• [Selection]:
The Søren Kierkegaard Statue in Copenhagen.Existential themes have been hinted at throughout history. Examples include Socrates and his life, Gautama Buddha's teachings, the Bible in the Book of Ecclesiastes and the Book of Job, Saint Augustine in his Confessions, Mulla Sadra's writings, and Descartes' Meditations. Individualist politics, such as those advanced by John Locke, advocated individual autonomy and self-determination rather than the state ruling over the individual. This kind of political philosophy, although not existential in nature, provided a welcoming climate for existentialism.

In 1670, Blaise Pascal's unfinished notes were published under the title of Pensées (i.e., "Thoughts"). In the work, he described many fundamental themes of existentialism. Pascal argued that without a God, life would be meaningless and miserable. People would only be able to create obstacles and overcome them in an attempt to escape boredom. These token-victories would ultimately become meaningless, since people would eventually die. This was good enough reason not to choose to become an atheist, according to Pascal.

Existentialism, in its currently recognizable 20th century form, was inspired by Søren Kierkegaard, Fyodor Dostoevsky and the German philosophers Friedrich Nietzsche, Edmund Husserl, and Martin Heidegger. It became popular in the mid-20th century through the works of the French writer-philosophers Jean-Paul Sartre and Simone de Beauvoir, whose versions of it were set out in a popular form in Sartre's 1946 Existentialism is a Humanism and Beauvoir's The Ethics of Ambiguity.

Gabriel Marcel pursued theological versions of existentialism, most notably Christian existentialism. Other theological existentialists include Paul Tillich, Rudolf Bultmann, Miguel de Unamuno, Thomas Hora and Martin Buber. Moreover, one-time Marxist Nikolai Berdyaev, developed a philosophy of Christian existentialism in his native Russia, and later in France, in the decades preceding World War II.

Georg Wilhelm Friedrich Hegel and Arthur Schopenhauer are also important influences on the development of existentialism (although not precursors), because the philosophies of Søren Kierkegaard and Friedrich Nietzsche were written in response or opposition to Hegel and Schopenhauer, respectively.

• [Supplied information]:
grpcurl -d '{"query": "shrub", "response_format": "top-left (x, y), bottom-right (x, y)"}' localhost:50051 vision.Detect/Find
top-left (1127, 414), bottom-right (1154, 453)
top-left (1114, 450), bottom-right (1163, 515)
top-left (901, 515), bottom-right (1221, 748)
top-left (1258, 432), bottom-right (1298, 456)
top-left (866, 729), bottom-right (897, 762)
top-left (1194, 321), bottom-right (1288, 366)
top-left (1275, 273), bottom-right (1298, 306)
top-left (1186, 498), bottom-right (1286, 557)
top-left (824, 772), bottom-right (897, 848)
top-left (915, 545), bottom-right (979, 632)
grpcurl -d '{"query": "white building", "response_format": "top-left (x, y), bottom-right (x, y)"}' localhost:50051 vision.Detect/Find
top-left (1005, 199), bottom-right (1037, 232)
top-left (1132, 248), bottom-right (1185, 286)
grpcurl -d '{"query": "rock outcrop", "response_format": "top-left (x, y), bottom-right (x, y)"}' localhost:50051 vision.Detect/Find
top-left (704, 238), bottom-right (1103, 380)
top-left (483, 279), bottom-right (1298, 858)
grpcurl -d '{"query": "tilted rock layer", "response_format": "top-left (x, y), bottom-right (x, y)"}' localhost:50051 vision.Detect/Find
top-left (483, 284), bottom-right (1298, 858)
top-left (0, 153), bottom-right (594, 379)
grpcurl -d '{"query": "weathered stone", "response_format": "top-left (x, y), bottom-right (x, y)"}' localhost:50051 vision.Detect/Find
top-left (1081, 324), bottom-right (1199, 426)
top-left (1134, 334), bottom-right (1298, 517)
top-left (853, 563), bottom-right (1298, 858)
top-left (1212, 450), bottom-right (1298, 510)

• [Challenges]:
A – For each statement, answer yes or no on whether it agrees with the passage on existentialism, and quote the words from the passage that decide it: (i) Pascal's notes came out in 1670 under the title Pensées. (ii) The political philosophy of John Locke was existential in nature. (iii) Hegel and Schopenhauer were precursors of existentialism.
B – Carry on the passage on existentialism from where it stops.
The rows have nothing to do with the passage on existentialism.

• [Per-task answers]:
A –
(i) Yes: "In 1670, Blaise Pascal's unfinished notes were published under the title of Pensées"
(ii) No: "although not existential in nature"
(iii) No: "although not precursors"

B –
Kierkegaard and Nietzsche

The first philosophers considered fundamental to the existentialist movement are Søren Kierkegaard and Friedrich Nietzsche, though neither used the term "existentialism". Like Pascal, they were interested in people's concealment of the meaninglessness of life and the use of diversion to escape from boredom. However, what Pascal did not write about was that people can create and change their fundamental values and beliefs. Kierkegaard and Nietzsche wrote that human nature and human identity vary depending on what values and beliefs humans hold. Objective truths (for example mathematical truths) are important, but detached or observational modes of thought can never truly comprehend human experience. Great individuals invent their own values and create the very terms under which they excel. Kierkegaard's knight of faith and Nietzsche's Übermensch are examples of those who define the nature of their own existence. In contrast, Pascal did not reason that human nature and identity are constituted by the free decisions and choices of people.

Kierkegaard's and Nietzsche's works were published too early to be considered a part of the 20th century existentialist movement. They were philosophers whose works and influences are not limited to existentialism. They have been appropriated and seen as precursors to many other intellectual movements, including postmodernism, nihilism, and various strands of psychology. Thus, it is unknown whether they would have supported the existentialism of the 20th century or accepted tenets of Jean-Paul Sartre's version of it. Nevertheless, their works are precursors to many later developments in existentialist thought.

Heidegger and the German existentialists

One of the first German existentialists was Karl Jaspers. Jaspers recognized the importance of Kierkegaard and Nietzsche and attempted to build an "Existenz" philosophy around the two. Heidegger, who was influenced by Jaspers and the phenomenologist Edmund Husserl, wrote his most influential work Being and Time which postulates Dasein (pronounced dah-zIne), literally being there—a being that is constituted by its temporality, illuminates and interprets the meaning of being in time. Dasein is sometimes considered the human subject, but Heidegger denies the Cartesian dualism of subject-object/mind-body.

Although existentialists view Heidegger to be an important philosopher in the movement, he vehemently denied being an existentialist in the Sartrean sense, and responded to Sartre in A Letter about Humanism, denying his philosophy was existentialism.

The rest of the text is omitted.